* _Items from a data source_
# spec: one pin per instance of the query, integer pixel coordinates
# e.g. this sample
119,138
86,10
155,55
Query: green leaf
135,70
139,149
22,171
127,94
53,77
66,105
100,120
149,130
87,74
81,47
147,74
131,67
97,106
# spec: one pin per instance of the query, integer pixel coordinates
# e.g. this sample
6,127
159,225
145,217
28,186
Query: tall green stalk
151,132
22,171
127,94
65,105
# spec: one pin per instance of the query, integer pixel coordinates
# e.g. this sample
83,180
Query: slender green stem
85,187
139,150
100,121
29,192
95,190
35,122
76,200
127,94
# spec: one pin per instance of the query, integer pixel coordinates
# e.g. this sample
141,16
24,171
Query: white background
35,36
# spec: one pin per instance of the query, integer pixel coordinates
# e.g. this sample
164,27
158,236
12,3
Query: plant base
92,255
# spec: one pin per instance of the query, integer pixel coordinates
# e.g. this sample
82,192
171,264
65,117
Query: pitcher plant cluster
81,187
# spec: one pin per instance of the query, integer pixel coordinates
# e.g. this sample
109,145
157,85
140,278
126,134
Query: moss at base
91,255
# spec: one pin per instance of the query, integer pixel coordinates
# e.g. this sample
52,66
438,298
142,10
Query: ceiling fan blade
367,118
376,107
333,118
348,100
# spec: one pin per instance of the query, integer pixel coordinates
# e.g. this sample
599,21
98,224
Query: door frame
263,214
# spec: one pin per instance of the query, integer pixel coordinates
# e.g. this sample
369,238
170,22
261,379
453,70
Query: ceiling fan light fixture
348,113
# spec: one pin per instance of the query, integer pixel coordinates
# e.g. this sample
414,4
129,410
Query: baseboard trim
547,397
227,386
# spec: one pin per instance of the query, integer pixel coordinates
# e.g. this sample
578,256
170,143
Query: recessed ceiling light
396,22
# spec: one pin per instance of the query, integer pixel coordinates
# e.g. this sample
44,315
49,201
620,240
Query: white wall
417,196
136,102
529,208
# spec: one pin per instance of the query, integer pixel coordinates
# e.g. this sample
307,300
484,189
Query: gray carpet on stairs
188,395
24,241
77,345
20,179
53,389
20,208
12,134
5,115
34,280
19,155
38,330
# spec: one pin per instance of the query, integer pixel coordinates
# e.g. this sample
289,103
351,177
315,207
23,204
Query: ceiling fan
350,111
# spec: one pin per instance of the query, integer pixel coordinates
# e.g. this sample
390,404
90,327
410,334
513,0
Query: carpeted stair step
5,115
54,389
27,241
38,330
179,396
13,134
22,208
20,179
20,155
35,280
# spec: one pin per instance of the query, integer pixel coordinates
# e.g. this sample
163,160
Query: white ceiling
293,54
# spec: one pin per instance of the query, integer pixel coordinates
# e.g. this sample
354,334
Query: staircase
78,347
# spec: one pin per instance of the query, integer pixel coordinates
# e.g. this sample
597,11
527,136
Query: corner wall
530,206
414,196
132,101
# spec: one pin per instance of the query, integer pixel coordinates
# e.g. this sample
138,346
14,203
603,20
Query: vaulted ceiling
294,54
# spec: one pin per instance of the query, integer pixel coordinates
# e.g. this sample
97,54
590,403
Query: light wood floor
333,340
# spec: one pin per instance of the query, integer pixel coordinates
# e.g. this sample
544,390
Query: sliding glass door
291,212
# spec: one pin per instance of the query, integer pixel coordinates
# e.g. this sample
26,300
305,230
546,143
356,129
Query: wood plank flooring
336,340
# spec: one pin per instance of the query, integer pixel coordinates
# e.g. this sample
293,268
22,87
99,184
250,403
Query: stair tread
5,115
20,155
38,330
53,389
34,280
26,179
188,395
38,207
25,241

* _ASSIGNMENT_
Would you copy out each record precisely as it stands?

* _ANSWER AREA_
# spec: one pin per instance of the query, integer pixel coordinates
# e.g. this sample
119,138
86,10
155,55
Query: green leaf
135,70
139,149
22,171
127,94
53,77
66,105
100,120
149,130
87,74
81,47
147,74
131,67
97,106
# spec: one pin per instance of the query, integer pixel coordinates
# e.g. this sample
6,127
159,225
145,217
28,186
Query: tall green stalk
151,132
22,171
127,94
65,105
# spec: one pin per instance of the query, integer pixel coordinates
# e.g. this sample
83,180
Query: slender green stem
85,187
139,150
100,121
29,192
95,190
35,122
76,200
127,94
# spec: one pin per instance of the query, integer pixel coordinates
# e.g. this sample
141,16
24,171
Query: white background
35,36
# spec: one pin per instance of the query, integer pixel coordinates
# e.g. this sample
164,27
158,236
12,3
Query: plant base
92,255
# spec: one pin per instance of the query, integer pixel coordinates
# e.g. this sample
82,192
171,264
65,117
Query: pitcher plant cluster
81,187
# spec: one pin per instance of the query, integer pixel coordinates
# e.g. this sample
109,145
157,85
140,278
126,134
Query: moss at base
91,255
# spec: one pin per instance of the query, integer pixel coordinates
# e.g. this sample
52,66
438,298
142,10
Query: ceiling fan blade
367,118
376,107
333,118
348,100
# spec: one pin per instance of the query, integer pixel coordinates
# e.g. this sample
599,21
98,224
Query: door frame
263,214
# spec: one pin per instance of the query, integer pixel coordinates
# e.g. this sample
369,238
170,22
261,379
453,70
Query: ceiling fan light fixture
348,113
# spec: one pin per instance of the query, integer pixel coordinates
# e.g. this sample
414,4
129,410
Query: baseboard trim
547,397
227,386
# spec: one pin per instance of the query, integer pixel coordinates
# e.g. this sample
578,256
170,143
Query: recessed ceiling light
396,22
# spec: one pin per instance of the query, integer pixel coordinates
# e.g. this sample
44,315
49,201
620,240
Query: white wall
417,196
136,102
529,208
# spec: one pin per instance of the query, integer pixel coordinates
# e.g. this sample
307,300
484,189
Query: gray carpet on stairs
188,395
24,241
77,345
20,179
53,389
20,208
12,134
5,115
34,280
19,155
38,330
# spec: one pin per instance of the query, integer pixel coordinates
# e.g. this sample
289,103
351,177
315,207
23,204
Query: ceiling fan
350,111
# spec: one pin per instance of the query, integer pixel coordinates
# e.g. this sample
390,404
90,327
410,334
513,0
Query: carpeted stair step
5,115
54,389
27,241
38,330
179,396
13,134
22,208
20,179
20,155
35,280
# spec: one pin per instance of the query, integer pixel coordinates
# e.g. this sample
163,160
Query: white ceiling
293,54
# spec: one pin per instance of the query, integer pixel coordinates
# e.g. this sample
354,334
Query: staircase
78,347
# spec: one pin per instance of the query, integer pixel coordinates
# e.g. this sample
597,11
527,136
Query: corner wall
530,206
414,196
132,101
# spec: one pin per instance of the query, integer pixel coordinates
# e.g. this sample
138,346
14,203
603,20
Query: vaulted ceiling
294,54
# spec: one pin per instance of the query, integer pixel coordinates
# e.g. this sample
97,54
590,403
Query: light wood floor
333,340
# spec: one pin per instance of the query, integer pixel coordinates
# e.g. this sample
544,390
Query: sliding glass door
291,212
# spec: one pin per instance of the query, integer pixel coordinates
# e.g. this sample
26,300
305,230
546,143
356,129
Query: wood plank flooring
336,340
# spec: one pin per instance of the query, integer pixel coordinates
# e.g. this sample
293,268
22,87
99,184
250,403
Query: stair tread
5,115
20,155
38,330
53,389
34,280
26,179
188,395
38,207
25,241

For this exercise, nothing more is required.